Task list
A - Translate this sentence from the article on the Little Tavern demolition into Spanish: "After sitting vacant since 2008, a building that was once a prominent fixture in downtown College Park was demolished Tuesday morning, according to a university official."
B - Write the next part of the article on the Little Tavern demolition, starting after its final sentence.
*** Document segment ***
College Park officials demolish former Little Tavern building on Route 1

This site formerly housed the Little Tavern, which has now been destroyed.

This site formerly housed the Little Tavern, which has now been destroyed.

After sitting vacant since 2008, a building that was once a prominent fixture in downtown College Park was demolished Tuesday morning, according to a university official.

Ed Maginnis, the university’s assistant vice president of real estate, said the 6,743-square foot building on Route 1, which was previously the Little Tavern, was taken down Tuesday at 7:30 a.m.

The building on the 7400 block of Route 1 near Subway, built in 1938, was an Old English Cottage-style roadside restaurant that was famously known as “Club LT” because of its popularity for greasy hamburgers late at night, said Aaron Marcavitch, the executive director of the Maryland Milestones program and the Anacostia Trail Heritage Area.

Marcavitch said he is not sure why nothing else took over from the restaurant, but he said he thought the space could have been reused.

“We believed that the building’s exterior, because it came apart and could be put back over a new shell, could be reused in a project such as a small diner or perhaps a scoop shop with the UMD Dairy ice cream,” he said. “We suggested ideas such as in the new innovation district since they are striving for some level of authenticity.”

Sophomore criminology and criminal justice major Tyler MacDonald said he supported the demolition because the building has not served a purpose for seven years.

“If no one has been there since 2008, it is a good opportunity for someone else to make money if this place is just wasting time and space,” he said.

Marcavitch said he and the heritage area group offered the “services of the organization to help build a partnership to potentially reuse the building in place or in a new location.”

Maginnis said university President Wallace Loh reached out to him when the group was interested in the building, which is owned by University of Maryland College Park Foundation. An agreement could not be reached.
*** End of Document segment ***
*** Excerpted records ***
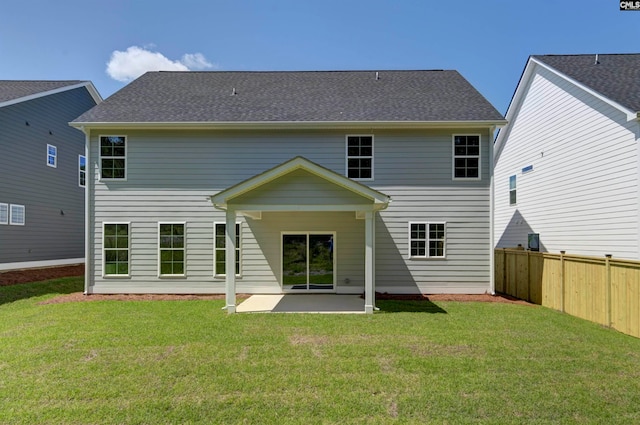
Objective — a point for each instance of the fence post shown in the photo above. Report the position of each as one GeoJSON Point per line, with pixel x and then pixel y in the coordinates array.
{"type": "Point", "coordinates": [608, 289]}
{"type": "Point", "coordinates": [562, 280]}
{"type": "Point", "coordinates": [529, 276]}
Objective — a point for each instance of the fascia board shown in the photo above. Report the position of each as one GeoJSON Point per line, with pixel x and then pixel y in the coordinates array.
{"type": "Point", "coordinates": [92, 91]}
{"type": "Point", "coordinates": [262, 125]}
{"type": "Point", "coordinates": [631, 115]}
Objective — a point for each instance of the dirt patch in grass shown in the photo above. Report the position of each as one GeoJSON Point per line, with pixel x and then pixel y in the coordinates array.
{"type": "Point", "coordinates": [15, 277]}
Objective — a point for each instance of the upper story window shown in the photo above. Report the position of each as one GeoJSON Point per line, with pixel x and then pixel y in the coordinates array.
{"type": "Point", "coordinates": [360, 157]}
{"type": "Point", "coordinates": [17, 215]}
{"type": "Point", "coordinates": [426, 240]}
{"type": "Point", "coordinates": [113, 157]}
{"type": "Point", "coordinates": [4, 213]}
{"type": "Point", "coordinates": [52, 156]}
{"type": "Point", "coordinates": [466, 156]}
{"type": "Point", "coordinates": [512, 190]}
{"type": "Point", "coordinates": [171, 247]}
{"type": "Point", "coordinates": [82, 171]}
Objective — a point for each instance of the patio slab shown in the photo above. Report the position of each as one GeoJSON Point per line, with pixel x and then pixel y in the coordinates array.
{"type": "Point", "coordinates": [302, 303]}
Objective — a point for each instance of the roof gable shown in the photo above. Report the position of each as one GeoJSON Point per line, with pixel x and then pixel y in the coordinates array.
{"type": "Point", "coordinates": [294, 97]}
{"type": "Point", "coordinates": [268, 179]}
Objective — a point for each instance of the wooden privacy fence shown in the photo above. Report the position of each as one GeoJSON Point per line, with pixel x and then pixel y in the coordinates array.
{"type": "Point", "coordinates": [602, 290]}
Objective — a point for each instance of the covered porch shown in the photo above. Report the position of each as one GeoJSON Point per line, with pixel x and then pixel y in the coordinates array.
{"type": "Point", "coordinates": [294, 187]}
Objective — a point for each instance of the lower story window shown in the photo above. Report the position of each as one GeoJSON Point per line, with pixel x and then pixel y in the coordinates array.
{"type": "Point", "coordinates": [171, 245]}
{"type": "Point", "coordinates": [17, 215]}
{"type": "Point", "coordinates": [427, 240]}
{"type": "Point", "coordinates": [116, 249]}
{"type": "Point", "coordinates": [220, 249]}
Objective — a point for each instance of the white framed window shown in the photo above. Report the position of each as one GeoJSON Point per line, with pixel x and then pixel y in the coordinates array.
{"type": "Point", "coordinates": [115, 249]}
{"type": "Point", "coordinates": [427, 240]}
{"type": "Point", "coordinates": [171, 249]}
{"type": "Point", "coordinates": [219, 256]}
{"type": "Point", "coordinates": [4, 213]}
{"type": "Point", "coordinates": [82, 170]}
{"type": "Point", "coordinates": [360, 157]}
{"type": "Point", "coordinates": [17, 215]}
{"type": "Point", "coordinates": [512, 190]}
{"type": "Point", "coordinates": [113, 157]}
{"type": "Point", "coordinates": [466, 156]}
{"type": "Point", "coordinates": [52, 156]}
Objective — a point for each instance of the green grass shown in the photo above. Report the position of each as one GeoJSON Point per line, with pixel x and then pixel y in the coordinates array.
{"type": "Point", "coordinates": [182, 362]}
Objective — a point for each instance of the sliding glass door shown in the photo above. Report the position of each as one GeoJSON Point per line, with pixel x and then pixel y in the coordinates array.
{"type": "Point", "coordinates": [308, 262]}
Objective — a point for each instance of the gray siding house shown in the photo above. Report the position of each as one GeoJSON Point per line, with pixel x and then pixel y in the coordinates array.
{"type": "Point", "coordinates": [280, 182]}
{"type": "Point", "coordinates": [41, 172]}
{"type": "Point", "coordinates": [568, 162]}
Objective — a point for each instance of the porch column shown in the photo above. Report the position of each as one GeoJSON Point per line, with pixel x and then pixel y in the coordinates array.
{"type": "Point", "coordinates": [368, 262]}
{"type": "Point", "coordinates": [230, 260]}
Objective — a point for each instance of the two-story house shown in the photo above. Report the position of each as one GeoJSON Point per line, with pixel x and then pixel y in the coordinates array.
{"type": "Point", "coordinates": [42, 172]}
{"type": "Point", "coordinates": [279, 182]}
{"type": "Point", "coordinates": [568, 162]}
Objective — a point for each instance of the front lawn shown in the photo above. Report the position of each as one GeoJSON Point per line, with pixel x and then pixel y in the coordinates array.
{"type": "Point", "coordinates": [188, 362]}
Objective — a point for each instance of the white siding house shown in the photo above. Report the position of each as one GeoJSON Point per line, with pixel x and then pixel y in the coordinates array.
{"type": "Point", "coordinates": [567, 164]}
{"type": "Point", "coordinates": [341, 182]}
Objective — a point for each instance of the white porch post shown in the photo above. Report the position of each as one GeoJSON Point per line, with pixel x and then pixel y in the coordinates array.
{"type": "Point", "coordinates": [368, 262]}
{"type": "Point", "coordinates": [230, 261]}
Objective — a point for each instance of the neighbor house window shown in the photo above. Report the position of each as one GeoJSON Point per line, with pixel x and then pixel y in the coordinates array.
{"type": "Point", "coordinates": [466, 156]}
{"type": "Point", "coordinates": [116, 249]}
{"type": "Point", "coordinates": [113, 157]}
{"type": "Point", "coordinates": [220, 245]}
{"type": "Point", "coordinates": [512, 190]}
{"type": "Point", "coordinates": [52, 156]}
{"type": "Point", "coordinates": [360, 157]}
{"type": "Point", "coordinates": [171, 246]}
{"type": "Point", "coordinates": [17, 215]}
{"type": "Point", "coordinates": [427, 240]}
{"type": "Point", "coordinates": [4, 213]}
{"type": "Point", "coordinates": [82, 170]}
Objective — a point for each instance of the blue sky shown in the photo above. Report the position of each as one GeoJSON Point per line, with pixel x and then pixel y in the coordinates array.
{"type": "Point", "coordinates": [487, 41]}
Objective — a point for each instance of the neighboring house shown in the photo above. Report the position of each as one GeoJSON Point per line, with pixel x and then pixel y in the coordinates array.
{"type": "Point", "coordinates": [272, 182]}
{"type": "Point", "coordinates": [568, 162]}
{"type": "Point", "coordinates": [42, 173]}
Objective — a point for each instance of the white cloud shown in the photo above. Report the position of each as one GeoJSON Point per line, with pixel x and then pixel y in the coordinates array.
{"type": "Point", "coordinates": [135, 61]}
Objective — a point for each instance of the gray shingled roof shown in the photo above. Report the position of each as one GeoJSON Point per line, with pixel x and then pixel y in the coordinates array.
{"type": "Point", "coordinates": [323, 96]}
{"type": "Point", "coordinates": [615, 76]}
{"type": "Point", "coordinates": [16, 89]}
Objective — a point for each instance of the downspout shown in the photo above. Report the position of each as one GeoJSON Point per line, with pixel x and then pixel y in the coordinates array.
{"type": "Point", "coordinates": [87, 185]}
{"type": "Point", "coordinates": [492, 264]}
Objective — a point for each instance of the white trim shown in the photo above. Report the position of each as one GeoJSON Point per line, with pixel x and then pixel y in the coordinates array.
{"type": "Point", "coordinates": [308, 233]}
{"type": "Point", "coordinates": [54, 156]}
{"type": "Point", "coordinates": [40, 264]}
{"type": "Point", "coordinates": [285, 125]}
{"type": "Point", "coordinates": [426, 255]}
{"type": "Point", "coordinates": [238, 250]}
{"type": "Point", "coordinates": [126, 151]}
{"type": "Point", "coordinates": [184, 250]}
{"type": "Point", "coordinates": [117, 276]}
{"type": "Point", "coordinates": [4, 210]}
{"type": "Point", "coordinates": [24, 215]}
{"type": "Point", "coordinates": [80, 171]}
{"type": "Point", "coordinates": [89, 86]}
{"type": "Point", "coordinates": [373, 153]}
{"type": "Point", "coordinates": [453, 157]}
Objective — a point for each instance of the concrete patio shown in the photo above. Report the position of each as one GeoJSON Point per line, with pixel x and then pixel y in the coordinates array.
{"type": "Point", "coordinates": [302, 303]}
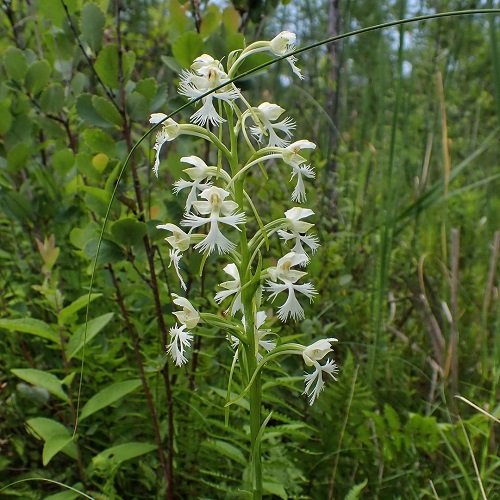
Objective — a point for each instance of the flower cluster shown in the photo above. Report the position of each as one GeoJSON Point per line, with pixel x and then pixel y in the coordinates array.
{"type": "Point", "coordinates": [217, 207]}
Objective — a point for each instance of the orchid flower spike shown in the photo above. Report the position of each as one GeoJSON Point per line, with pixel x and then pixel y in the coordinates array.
{"type": "Point", "coordinates": [179, 241]}
{"type": "Point", "coordinates": [189, 316]}
{"type": "Point", "coordinates": [180, 340]}
{"type": "Point", "coordinates": [219, 211]}
{"type": "Point", "coordinates": [168, 132]}
{"type": "Point", "coordinates": [296, 229]}
{"type": "Point", "coordinates": [312, 355]}
{"type": "Point", "coordinates": [231, 288]}
{"type": "Point", "coordinates": [288, 276]}
{"type": "Point", "coordinates": [207, 74]}
{"type": "Point", "coordinates": [269, 113]}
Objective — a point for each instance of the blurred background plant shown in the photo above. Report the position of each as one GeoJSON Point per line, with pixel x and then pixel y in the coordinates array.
{"type": "Point", "coordinates": [406, 198]}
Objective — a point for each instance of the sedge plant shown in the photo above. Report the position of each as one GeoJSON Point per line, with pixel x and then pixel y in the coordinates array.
{"type": "Point", "coordinates": [219, 215]}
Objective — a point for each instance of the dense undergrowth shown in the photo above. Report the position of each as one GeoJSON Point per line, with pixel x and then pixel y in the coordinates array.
{"type": "Point", "coordinates": [407, 206]}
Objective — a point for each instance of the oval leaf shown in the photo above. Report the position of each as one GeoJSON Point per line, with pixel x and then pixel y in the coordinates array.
{"type": "Point", "coordinates": [42, 379]}
{"type": "Point", "coordinates": [123, 452]}
{"type": "Point", "coordinates": [108, 396]}
{"type": "Point", "coordinates": [75, 306]}
{"type": "Point", "coordinates": [54, 445]}
{"type": "Point", "coordinates": [92, 25]}
{"type": "Point", "coordinates": [94, 326]}
{"type": "Point", "coordinates": [31, 326]}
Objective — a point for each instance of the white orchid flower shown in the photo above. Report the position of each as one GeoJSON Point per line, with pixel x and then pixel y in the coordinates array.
{"type": "Point", "coordinates": [189, 316]}
{"type": "Point", "coordinates": [312, 355]}
{"type": "Point", "coordinates": [231, 288]}
{"type": "Point", "coordinates": [208, 74]}
{"type": "Point", "coordinates": [289, 277]}
{"type": "Point", "coordinates": [218, 211]}
{"type": "Point", "coordinates": [180, 340]}
{"type": "Point", "coordinates": [283, 43]}
{"type": "Point", "coordinates": [198, 173]}
{"type": "Point", "coordinates": [169, 131]}
{"type": "Point", "coordinates": [268, 113]}
{"type": "Point", "coordinates": [297, 229]}
{"type": "Point", "coordinates": [267, 345]}
{"type": "Point", "coordinates": [179, 241]}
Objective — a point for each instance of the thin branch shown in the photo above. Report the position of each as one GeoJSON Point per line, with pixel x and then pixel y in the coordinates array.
{"type": "Point", "coordinates": [91, 64]}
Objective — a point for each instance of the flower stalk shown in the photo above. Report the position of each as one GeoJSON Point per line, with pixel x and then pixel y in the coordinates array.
{"type": "Point", "coordinates": [216, 222]}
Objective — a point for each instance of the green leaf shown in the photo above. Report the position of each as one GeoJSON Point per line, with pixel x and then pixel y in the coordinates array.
{"type": "Point", "coordinates": [128, 231]}
{"type": "Point", "coordinates": [107, 110]}
{"type": "Point", "coordinates": [78, 339]}
{"type": "Point", "coordinates": [137, 106]}
{"type": "Point", "coordinates": [276, 489]}
{"type": "Point", "coordinates": [52, 98]}
{"type": "Point", "coordinates": [109, 253]}
{"type": "Point", "coordinates": [231, 19]}
{"type": "Point", "coordinates": [226, 449]}
{"type": "Point", "coordinates": [92, 22]}
{"type": "Point", "coordinates": [78, 83]}
{"type": "Point", "coordinates": [107, 65]}
{"type": "Point", "coordinates": [187, 48]}
{"type": "Point", "coordinates": [100, 142]}
{"type": "Point", "coordinates": [356, 490]}
{"type": "Point", "coordinates": [63, 160]}
{"type": "Point", "coordinates": [108, 396]}
{"type": "Point", "coordinates": [171, 63]}
{"type": "Point", "coordinates": [37, 76]}
{"type": "Point", "coordinates": [15, 63]}
{"type": "Point", "coordinates": [392, 418]}
{"type": "Point", "coordinates": [128, 65]}
{"type": "Point", "coordinates": [98, 199]}
{"type": "Point", "coordinates": [42, 379]}
{"type": "Point", "coordinates": [210, 21]}
{"type": "Point", "coordinates": [67, 312]}
{"type": "Point", "coordinates": [123, 452]}
{"type": "Point", "coordinates": [147, 87]}
{"type": "Point", "coordinates": [31, 326]}
{"type": "Point", "coordinates": [85, 166]}
{"type": "Point", "coordinates": [5, 116]}
{"type": "Point", "coordinates": [54, 445]}
{"type": "Point", "coordinates": [18, 156]}
{"type": "Point", "coordinates": [54, 434]}
{"type": "Point", "coordinates": [16, 205]}
{"type": "Point", "coordinates": [87, 112]}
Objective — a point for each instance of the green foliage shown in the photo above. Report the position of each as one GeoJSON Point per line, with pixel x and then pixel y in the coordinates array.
{"type": "Point", "coordinates": [386, 429]}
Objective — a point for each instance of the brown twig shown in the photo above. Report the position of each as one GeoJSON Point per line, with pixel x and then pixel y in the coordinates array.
{"type": "Point", "coordinates": [168, 471]}
{"type": "Point", "coordinates": [140, 366]}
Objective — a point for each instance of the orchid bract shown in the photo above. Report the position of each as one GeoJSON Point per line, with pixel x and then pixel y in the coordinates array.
{"type": "Point", "coordinates": [218, 212]}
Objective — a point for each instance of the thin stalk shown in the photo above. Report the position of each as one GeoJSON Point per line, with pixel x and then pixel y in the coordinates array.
{"type": "Point", "coordinates": [142, 374]}
{"type": "Point", "coordinates": [169, 467]}
{"type": "Point", "coordinates": [387, 227]}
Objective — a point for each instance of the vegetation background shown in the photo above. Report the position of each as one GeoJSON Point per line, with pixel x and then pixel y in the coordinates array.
{"type": "Point", "coordinates": [407, 208]}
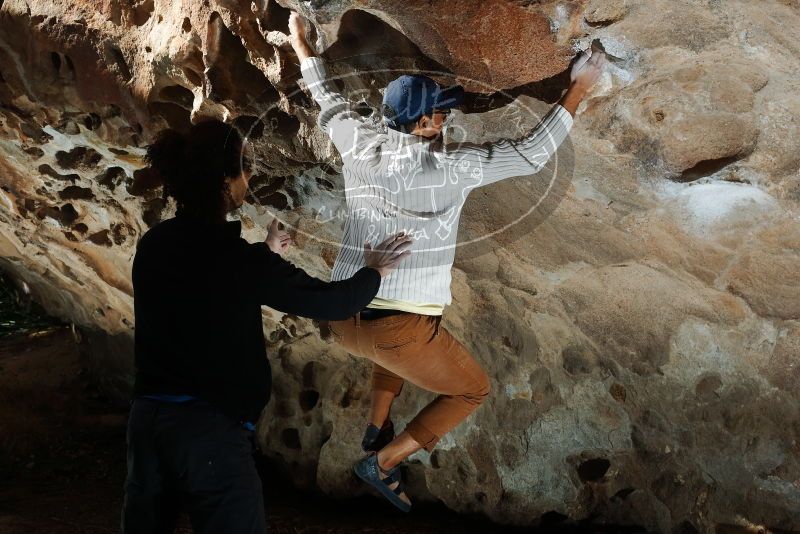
*** End of Excerpted records ***
Set of answers
A - Tras permanecer desocupado desde 2008, un edificio que alguna vez fue un elemento destacado del centro de College Park fue demolido el martes por la mañana, según un funcionario de la universidad.

B -
The Diamondback reported in July that the vacant space will be used as an outdoor community area. Maginnis confirmed that is still the plan.



“The foundation made a very good decision by not only beautifying downtown, but giving people a place to stop and hang out in downtown,” said Robert Day, a District 3 city councilman.

The outdoor area being put temporarily in its place will be a small urban park with benches and tables so community members and students have a place to enjoy outdoor meals and potentially food trucks, said Carlo Colella, the university’s vice president of administration and finance.

Marcavitch said the outdoor community area could be good for the growing district, but preserving historic parts of College Park should continually be kept in mind.

“We want those same residents, elected officials and university members to know that if historic places such as the airport and historic homes are imperiled, we will try to help protect the history of the region,” he said. “And that same opinion stretches to the arts, to natural resources and to the community and the culture. We can make this region better with our history.”

Sophomore biology major Melissa Alvarez said she thinks demolition is a positive because not having vacancies makes cities look better.

“I know by building nicer things, such as art galleries and places for people to hang out, will make College Park a lot nicer than it is,” she said.